PROMPT A »
Print the passage of the shoe forum thread from "If I'm understanding" up to and including "at the insole.".
-*-*-
Well as regards the men's boots / shoes, it is well to remember that the leather lifts were probably not as hard as they are today. . Beyond that, I'm not sure how it was done. It's not my specialty. You could post over on the CC in the Boots and shoes in History topic and ask DA Saguto about it.

And just to be sure we are on the same page, sewing through several layers of toplifting was not part of making the women's shoes. Maybe a relatively thin outsole and one leather toplift. Most of the stitching that was exposed was on the side of the heel and in a brocade or upper leather.
post #1029 of 1710
Even on the factory side, things appear to be declining in quality.

There is a local vintage shop with an interesting array of old clothing, footwear, and accessories. I have visited several times, but never found anything that was both my size and my style. Still, I wanted to support the shop. The owner is a knowledgeable and decent guy who charges very fair prices for his goods.

Thus, I decided to look through some shoes and found some Florsheim Imperial LWBs in my size. They fit well and appeared to have a lot of life left in them. I am not really one for second-hand shoes, but bought them anyway--for $60. I think they are from somewhere between the 60's and 80's. They have the "v cleat" on the heels and five nails in each waist.

Anyway, after comparing the vintage Imperials to my pairs of new Allen Edmonds and Aldens, all cordovan, all firsts, I despaired that the Imperials were just better made...the stitching, the soles, the heels...the uppers still look good after 30 years.

The Imperials were not the cheapest shoes around, but they also were not rare or exclusive...I guess men just expected more for their money back then, at least as far as shoes go. Sad...
post #1030 of 1710
Thread Starter 
Speaking about women's shoes and the way heels were mounted here are a few photos. (it is fairly easy to fine photos of these kinds of shoes but not too many are large enough or in colour to be inspected.

Not a few men's dress shoes were done the same way but again some were stacked with the first or first two layers sewn to a "rand" and the outsole. I see some that are like that on the 'Net but all are too small to really get a good look at and be sure. The white pair are the men's shoes.

4X5 original






--
Edited by DWFII - 3/24/16 at 5:44pm
post #1031 of 1710

Question for Nicholas and DWF or another shoemaker or person with extensive knowledge:

 

If I'm understanding it correctly, on a handwelted shoe a small portion of the insole is turned out at the edges to stitch the insole, upper and welt together. I understand that canvas gemming is cemented on not to imitate that little rib of leather at the insole. 

 

I also understand that there is a machine that cut and turns up a rib on the outsole that allows for closed channel stitching. Could that same machine be used to turn up a ridge on the insole, then the same machine already used to stitch the insole to the upper and then the welt? If there's a machine that already cuts and flips up a piece of leather for the outsole, why isn't there one for the insole? 

 

I'm looking for an answer regarding feasibility, not the standard "factory" and "cost-savings" answer. 

 

If I'm not making sense, I'm happy to clarify. 

post #1032 of 1710

^ I'm not a person with extensive knowledge - but cutting an insole rib was the original goodyear welt method (as DWF and perhaps others have mentioned)
-*-*-
PROMPT B »
Output the lines of the rows from the line with "Tell me — is the paved" up to and including the line with "[[52, 54, 215, 180]]", and only those lines.
-*-*-
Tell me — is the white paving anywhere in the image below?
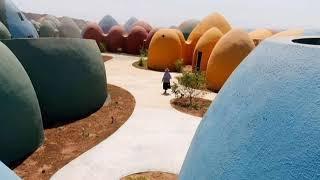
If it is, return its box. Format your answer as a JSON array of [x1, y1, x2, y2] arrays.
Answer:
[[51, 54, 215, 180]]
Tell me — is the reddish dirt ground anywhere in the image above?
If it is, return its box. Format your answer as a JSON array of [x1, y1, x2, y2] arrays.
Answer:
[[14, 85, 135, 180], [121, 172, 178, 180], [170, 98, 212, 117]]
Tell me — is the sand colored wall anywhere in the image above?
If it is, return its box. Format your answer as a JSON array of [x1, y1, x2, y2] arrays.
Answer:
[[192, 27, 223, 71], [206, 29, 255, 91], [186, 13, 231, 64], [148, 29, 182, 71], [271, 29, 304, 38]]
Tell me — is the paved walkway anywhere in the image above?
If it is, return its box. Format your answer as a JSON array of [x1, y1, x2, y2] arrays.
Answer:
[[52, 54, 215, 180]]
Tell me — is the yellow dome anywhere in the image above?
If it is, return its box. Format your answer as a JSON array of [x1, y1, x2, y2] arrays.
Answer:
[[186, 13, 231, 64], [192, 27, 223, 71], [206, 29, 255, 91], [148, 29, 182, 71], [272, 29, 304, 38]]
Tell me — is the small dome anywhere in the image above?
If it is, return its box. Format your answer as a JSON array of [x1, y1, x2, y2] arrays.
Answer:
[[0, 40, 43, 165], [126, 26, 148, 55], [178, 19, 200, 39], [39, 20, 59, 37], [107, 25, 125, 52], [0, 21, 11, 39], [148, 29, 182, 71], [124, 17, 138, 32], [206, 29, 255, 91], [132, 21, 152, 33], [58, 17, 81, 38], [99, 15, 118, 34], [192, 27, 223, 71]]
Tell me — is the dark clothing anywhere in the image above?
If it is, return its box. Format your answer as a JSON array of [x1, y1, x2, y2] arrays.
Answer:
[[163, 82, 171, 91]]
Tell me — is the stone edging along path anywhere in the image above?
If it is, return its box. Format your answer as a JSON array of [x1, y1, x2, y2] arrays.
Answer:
-*-*-
FINAL RESULT A »
If I'm understanding it correctly, on a handwelted shoe a small portion of the insole is turned out at the edges to stitch the insole, upper and welt together. I understand that canvas gemming is cemented on not to imitate that little rib of leather at the insole.

FINAL RESULT B »
Tell me — is the paved walkway anywhere in the image above?
If it is, return its box. Format your answer as a JSON array of [x1, y1, x2, y2] arrays.
Answer:
[[52, 54, 215, 180]]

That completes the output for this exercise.